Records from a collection
====================

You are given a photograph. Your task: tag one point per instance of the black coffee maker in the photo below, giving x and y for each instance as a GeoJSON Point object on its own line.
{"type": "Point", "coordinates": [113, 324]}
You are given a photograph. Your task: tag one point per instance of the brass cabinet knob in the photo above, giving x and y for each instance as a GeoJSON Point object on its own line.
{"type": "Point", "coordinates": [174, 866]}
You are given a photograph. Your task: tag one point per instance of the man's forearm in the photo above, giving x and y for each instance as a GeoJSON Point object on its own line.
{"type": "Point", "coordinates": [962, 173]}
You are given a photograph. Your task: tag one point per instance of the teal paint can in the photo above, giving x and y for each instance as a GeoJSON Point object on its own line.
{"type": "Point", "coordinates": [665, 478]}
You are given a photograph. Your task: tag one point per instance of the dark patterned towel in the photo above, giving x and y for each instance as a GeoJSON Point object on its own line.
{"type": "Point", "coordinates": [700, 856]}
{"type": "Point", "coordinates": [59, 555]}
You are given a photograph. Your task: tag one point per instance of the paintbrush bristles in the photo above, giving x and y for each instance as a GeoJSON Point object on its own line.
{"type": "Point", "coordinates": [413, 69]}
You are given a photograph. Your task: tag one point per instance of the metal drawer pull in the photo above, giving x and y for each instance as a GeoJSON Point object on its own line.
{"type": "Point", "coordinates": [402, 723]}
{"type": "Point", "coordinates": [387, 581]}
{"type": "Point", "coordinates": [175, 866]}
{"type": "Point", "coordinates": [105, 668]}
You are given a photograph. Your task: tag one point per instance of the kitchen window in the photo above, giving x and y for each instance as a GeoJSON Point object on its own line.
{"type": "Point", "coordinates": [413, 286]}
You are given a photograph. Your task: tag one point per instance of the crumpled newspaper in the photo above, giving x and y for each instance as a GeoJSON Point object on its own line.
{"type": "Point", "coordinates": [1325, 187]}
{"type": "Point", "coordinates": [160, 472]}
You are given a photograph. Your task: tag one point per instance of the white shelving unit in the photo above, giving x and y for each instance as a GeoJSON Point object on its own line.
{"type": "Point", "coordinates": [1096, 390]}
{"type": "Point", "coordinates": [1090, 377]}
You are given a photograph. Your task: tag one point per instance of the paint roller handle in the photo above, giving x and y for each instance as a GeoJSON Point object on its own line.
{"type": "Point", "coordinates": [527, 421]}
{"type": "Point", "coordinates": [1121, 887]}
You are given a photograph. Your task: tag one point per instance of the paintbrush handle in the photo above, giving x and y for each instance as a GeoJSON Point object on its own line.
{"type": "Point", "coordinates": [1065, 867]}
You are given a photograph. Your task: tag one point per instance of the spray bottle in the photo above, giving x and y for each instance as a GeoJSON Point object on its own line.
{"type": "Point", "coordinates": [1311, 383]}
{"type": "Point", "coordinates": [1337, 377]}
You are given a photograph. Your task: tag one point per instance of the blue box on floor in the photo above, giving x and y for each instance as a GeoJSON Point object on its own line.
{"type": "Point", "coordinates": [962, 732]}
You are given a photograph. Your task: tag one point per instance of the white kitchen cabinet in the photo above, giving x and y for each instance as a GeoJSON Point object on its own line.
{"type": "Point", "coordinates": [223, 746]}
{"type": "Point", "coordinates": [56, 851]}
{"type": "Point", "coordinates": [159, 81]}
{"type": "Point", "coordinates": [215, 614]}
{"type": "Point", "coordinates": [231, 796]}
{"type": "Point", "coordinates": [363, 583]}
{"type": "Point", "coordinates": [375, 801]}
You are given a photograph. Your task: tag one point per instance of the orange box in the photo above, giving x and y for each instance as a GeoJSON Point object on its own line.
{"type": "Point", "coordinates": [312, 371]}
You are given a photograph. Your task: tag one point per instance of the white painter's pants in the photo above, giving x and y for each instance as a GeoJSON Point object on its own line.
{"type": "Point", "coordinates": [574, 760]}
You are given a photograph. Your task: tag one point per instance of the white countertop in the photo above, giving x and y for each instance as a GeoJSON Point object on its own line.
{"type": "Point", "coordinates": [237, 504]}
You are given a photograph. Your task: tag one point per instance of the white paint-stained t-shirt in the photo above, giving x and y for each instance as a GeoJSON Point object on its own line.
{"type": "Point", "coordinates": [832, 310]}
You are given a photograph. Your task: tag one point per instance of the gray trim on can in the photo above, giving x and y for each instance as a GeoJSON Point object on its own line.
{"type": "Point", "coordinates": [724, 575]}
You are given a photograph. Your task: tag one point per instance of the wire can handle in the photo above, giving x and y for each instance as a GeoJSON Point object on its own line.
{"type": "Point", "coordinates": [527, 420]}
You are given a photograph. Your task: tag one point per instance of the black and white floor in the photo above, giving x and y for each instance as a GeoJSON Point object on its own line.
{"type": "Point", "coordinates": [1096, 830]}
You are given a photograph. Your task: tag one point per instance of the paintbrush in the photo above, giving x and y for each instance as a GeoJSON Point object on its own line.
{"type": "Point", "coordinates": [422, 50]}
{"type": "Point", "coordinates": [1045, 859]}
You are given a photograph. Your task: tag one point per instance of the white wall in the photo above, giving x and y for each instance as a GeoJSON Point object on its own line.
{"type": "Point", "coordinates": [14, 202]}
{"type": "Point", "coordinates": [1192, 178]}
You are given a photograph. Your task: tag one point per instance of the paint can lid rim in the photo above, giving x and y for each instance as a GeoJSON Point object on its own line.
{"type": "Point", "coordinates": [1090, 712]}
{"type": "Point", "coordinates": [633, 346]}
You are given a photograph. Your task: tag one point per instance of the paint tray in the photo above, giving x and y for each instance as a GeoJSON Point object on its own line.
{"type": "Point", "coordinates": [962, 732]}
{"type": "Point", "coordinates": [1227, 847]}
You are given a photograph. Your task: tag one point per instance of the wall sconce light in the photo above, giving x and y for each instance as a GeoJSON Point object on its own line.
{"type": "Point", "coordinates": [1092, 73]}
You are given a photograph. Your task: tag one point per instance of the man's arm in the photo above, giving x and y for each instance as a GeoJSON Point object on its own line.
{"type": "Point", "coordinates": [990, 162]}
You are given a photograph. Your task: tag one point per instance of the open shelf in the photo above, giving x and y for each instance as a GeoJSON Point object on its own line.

====================

Output the records once more, exactly as they stand.

- [Response below]
You are given a photograph. Your task: tag one point per instance of the black coffee maker in the photo below, giving x and y for each instance as a GeoJSON Point object on its own line.
{"type": "Point", "coordinates": [113, 324]}
You are given a photograph. Your task: tag one point per instance of the brass cabinet knob in the photo above, giving x and y for each instance as a GeoJSON Point object on its own line.
{"type": "Point", "coordinates": [174, 866]}
You are given a photograph. Your task: tag one point per instance of the man's forearm in the photo above, giving x and y for each instance as a GeoJSON Point object on its own line.
{"type": "Point", "coordinates": [962, 173]}
You are given a photograph. Your task: tag one point per instance of the teal paint can in the photo above, giving x and y for each instance as a GeoJSON Point object on its own line.
{"type": "Point", "coordinates": [665, 478]}
You are given a photograph. Your task: tag one point per instance of the dark patterned towel in the photo above, giving x and y for each instance as a GeoJSON Point object on its own line.
{"type": "Point", "coordinates": [700, 856]}
{"type": "Point", "coordinates": [59, 555]}
You are given a photograph. Your task: tag one point per instance of the paintbrush bristles in the photo above, giving x and y for each instance as a GeoJSON Point object on its own line.
{"type": "Point", "coordinates": [413, 69]}
You are given a photograph. Your task: tag one point per instance of the metal drawer pull in the photo above, giving x and y for each instance as a GeoJSON Point object on its own line.
{"type": "Point", "coordinates": [402, 723]}
{"type": "Point", "coordinates": [387, 581]}
{"type": "Point", "coordinates": [175, 866]}
{"type": "Point", "coordinates": [105, 668]}
You are given a photograph. Your task: tag one point per instance of the kitchen window in the photo above, giving x and y for each instance as a GeoJSON Point object on its own line.
{"type": "Point", "coordinates": [413, 286]}
You are given a photograph. Your task: tag one point per instance of the crumpled newspaper in the photo above, giving x and y for each instance as a GeoJSON Point object on its own line.
{"type": "Point", "coordinates": [1325, 187]}
{"type": "Point", "coordinates": [160, 472]}
You are given a photograph. Your task: tag one point per instance of the white shelving unit in the photo above, giving x and y for each instance as a GeoJSON Point object on its own line.
{"type": "Point", "coordinates": [1096, 390]}
{"type": "Point", "coordinates": [1090, 377]}
You are given a photograph. Your task: tag one point per instance of the paint roller handle in the photo above, giving x and y for each instance as a GeoJSON Point object on its own line.
{"type": "Point", "coordinates": [527, 421]}
{"type": "Point", "coordinates": [1121, 887]}
You are given a photograph. Your task: tag one point per instance of the paintbrush handle in the photo above, giving x and y for each instance as a GeoJSON Point object on its own line.
{"type": "Point", "coordinates": [1065, 867]}
You are given a photograph. Your task: tag one point per instance of the spray bottle in the photo above, giving x and y for each instance as a GeoJSON Point object on its own line.
{"type": "Point", "coordinates": [1311, 383]}
{"type": "Point", "coordinates": [1337, 377]}
You are given a photograph. Your task: tag one point per instance of the blue box on floor in the photo above, giving x and y for each instance as a GeoJSON Point object on its own line.
{"type": "Point", "coordinates": [962, 732]}
You are given a photograph. Your task: tag one point per instance of the white kitchen cabinet in the photo above, giving x and y for each instance as a GeoJSON Point object on its own line.
{"type": "Point", "coordinates": [223, 746]}
{"type": "Point", "coordinates": [56, 851]}
{"type": "Point", "coordinates": [159, 81]}
{"type": "Point", "coordinates": [215, 614]}
{"type": "Point", "coordinates": [231, 796]}
{"type": "Point", "coordinates": [363, 583]}
{"type": "Point", "coordinates": [375, 801]}
You are given a photograph. Your task: tag one point per instance of the orange box in the photo above, giving x and y for each instance as a GeoJSON Point object on its own line.
{"type": "Point", "coordinates": [312, 371]}
You are given a photograph. Your task: tag one point per instance of the white painter's pants in the photo above, giving x and y for each instance as a GeoJSON Point object on its own line.
{"type": "Point", "coordinates": [574, 760]}
You are given a photograph. Your task: tag one point per instance of the white countertop in the photo above, giving x and y for each instance as a GeoJSON Point object on its own line.
{"type": "Point", "coordinates": [237, 504]}
You are given a photograph. Your task: tag one point per instance of the white paint-stained t-shirt in the photo above, giving x and y for each instance as a GeoJSON Point object on its own line.
{"type": "Point", "coordinates": [832, 310]}
You are given a photograph. Your task: tag one point per instance of the gray trim on can in the photo above, giving x and y for each instance as a GeoJSON Point object on its own line.
{"type": "Point", "coordinates": [724, 575]}
You are given a photograph. Your task: tag one point per instance of the wire can handle in the photo above, giving x and y for each instance as a GeoJSON Point object on its own line.
{"type": "Point", "coordinates": [527, 420]}
You are given a photograph. Your task: tag one point per instance of the black and white floor in the photo above, giving x and y for each instance as a GeoJSON Point object on its own line.
{"type": "Point", "coordinates": [1096, 830]}
You are given a photograph. Your task: tag one point per instance of the paintbrush in the photo above, giving x and y for each instance as a GeoJSON Point object on its own line.
{"type": "Point", "coordinates": [422, 50]}
{"type": "Point", "coordinates": [1045, 859]}
You are given a photograph. Your task: tag one point per instance of the white wall in the photo above, giving x and y for each instance as a GeoJSON Point object on its own line.
{"type": "Point", "coordinates": [14, 202]}
{"type": "Point", "coordinates": [1192, 178]}
You are given a photograph. Your task: tag one point per instance of the paint can lid rim in the photo above, giving x and y for each instance as a GeoJSON Point object on its own line.
{"type": "Point", "coordinates": [1090, 712]}
{"type": "Point", "coordinates": [633, 346]}
You are given a photograph. Your task: tag one point per instance of the paint tray in the photo above, giving x and y for each instance as a GeoJSON Point object on its own line.
{"type": "Point", "coordinates": [962, 732]}
{"type": "Point", "coordinates": [1227, 847]}
You are given a photograph. Your task: tag one point per instance of the wall sconce light in the photo above, giving x and y for each instance as a GeoJSON Point object on its own line.
{"type": "Point", "coordinates": [1092, 73]}
You are given a photograph. Your task: tag one point per instance of the man's arm in the photo above, giving x and y for each instance as a GeoJSON Point object on its own line.
{"type": "Point", "coordinates": [990, 162]}
You are given a photograph. Your task: tag one point per instance of the open shelf in the photo above, giving x and y for each instance as a GeoJSON Point object on its own line.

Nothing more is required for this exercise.